• **TO DO**
Could you write out every line again, from the line containing "Thank you for the photo above. Could you indicate the small" through the last line below, adding 81 to each number in the answer coordinates and leaving the sample coordinate pairs unchanged?

• **GIVEN INFORMATION**
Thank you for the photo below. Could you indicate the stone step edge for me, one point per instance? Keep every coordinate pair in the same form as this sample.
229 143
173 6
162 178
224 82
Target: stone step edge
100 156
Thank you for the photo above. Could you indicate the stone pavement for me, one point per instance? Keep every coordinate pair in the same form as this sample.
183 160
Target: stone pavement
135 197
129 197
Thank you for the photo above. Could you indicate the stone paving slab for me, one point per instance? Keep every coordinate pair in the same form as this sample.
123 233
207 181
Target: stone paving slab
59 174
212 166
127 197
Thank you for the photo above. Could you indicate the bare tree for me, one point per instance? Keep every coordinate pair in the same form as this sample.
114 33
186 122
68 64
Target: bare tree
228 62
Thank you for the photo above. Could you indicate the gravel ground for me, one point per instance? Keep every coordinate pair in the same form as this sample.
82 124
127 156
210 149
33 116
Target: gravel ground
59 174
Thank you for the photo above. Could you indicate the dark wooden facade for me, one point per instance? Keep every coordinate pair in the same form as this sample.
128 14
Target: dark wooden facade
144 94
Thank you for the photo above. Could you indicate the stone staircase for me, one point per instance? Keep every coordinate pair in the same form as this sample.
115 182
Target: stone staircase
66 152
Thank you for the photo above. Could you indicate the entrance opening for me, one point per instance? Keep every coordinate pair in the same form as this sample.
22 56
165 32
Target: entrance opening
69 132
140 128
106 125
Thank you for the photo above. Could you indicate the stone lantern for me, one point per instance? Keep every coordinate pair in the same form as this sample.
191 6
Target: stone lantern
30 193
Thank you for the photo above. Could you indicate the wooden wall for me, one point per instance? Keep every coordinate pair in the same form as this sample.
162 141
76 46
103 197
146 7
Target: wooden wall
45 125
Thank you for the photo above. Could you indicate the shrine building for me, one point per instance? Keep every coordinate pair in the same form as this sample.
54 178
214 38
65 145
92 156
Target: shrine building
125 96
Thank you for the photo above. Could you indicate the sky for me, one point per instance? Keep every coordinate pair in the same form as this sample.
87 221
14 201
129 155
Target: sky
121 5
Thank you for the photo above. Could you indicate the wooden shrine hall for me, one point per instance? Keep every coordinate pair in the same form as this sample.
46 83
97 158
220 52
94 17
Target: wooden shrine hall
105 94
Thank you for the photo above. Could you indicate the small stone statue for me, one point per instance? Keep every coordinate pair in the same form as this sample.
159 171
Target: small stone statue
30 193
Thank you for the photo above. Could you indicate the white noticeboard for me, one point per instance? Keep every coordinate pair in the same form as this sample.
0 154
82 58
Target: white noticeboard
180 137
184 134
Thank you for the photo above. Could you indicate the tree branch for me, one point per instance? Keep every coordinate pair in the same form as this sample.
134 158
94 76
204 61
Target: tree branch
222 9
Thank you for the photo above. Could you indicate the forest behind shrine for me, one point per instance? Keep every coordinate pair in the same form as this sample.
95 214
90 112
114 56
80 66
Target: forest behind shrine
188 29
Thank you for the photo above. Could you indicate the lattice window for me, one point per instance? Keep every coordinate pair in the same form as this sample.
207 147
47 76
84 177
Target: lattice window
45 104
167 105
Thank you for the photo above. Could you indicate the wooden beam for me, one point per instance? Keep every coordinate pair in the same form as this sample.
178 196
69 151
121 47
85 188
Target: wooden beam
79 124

• **WRITTEN SOLUTION**
Thank you for the photo above. Could you indicate the small stone statue for me, one point per instance? Keep every coordinate pair in the same form as this sample.
159 171
Target: small stone statue
111 274
Thank you for the photo above. Could you indicate the white noticeboard for me, one point per instance? Keep every coordinate pair in the same form as this sample.
0 154
82 58
Target: white noticeboard
261 218
265 215
Thank you for the photo above. Could you indicate the tree branch for me, one point per instance? Keep every coordinate pair in the same form as this sample.
134 158
94 76
204 61
Target: tree branch
303 90
Thank you for the photo above. Could you indicate the forest behind shrine for me, one point per instance? Keep every coordinate pair in the same form as this sample.
95 214
90 112
114 56
80 66
Target: forest behind shrine
269 110
Thank you for the photo above. Could you indicate the lattice window for me, one point per instance? Keep every coordinate pair in the same form as this sample.
207 147
47 76
84 177
Target: lattice window
126 185
248 186
Thank you for the photo above. Could you indicate the wooden beam for me, one point per instance? Keep every coordinate pair in the same form as this sample.
178 196
69 151
121 47
85 188
Target: wooden beam
160 205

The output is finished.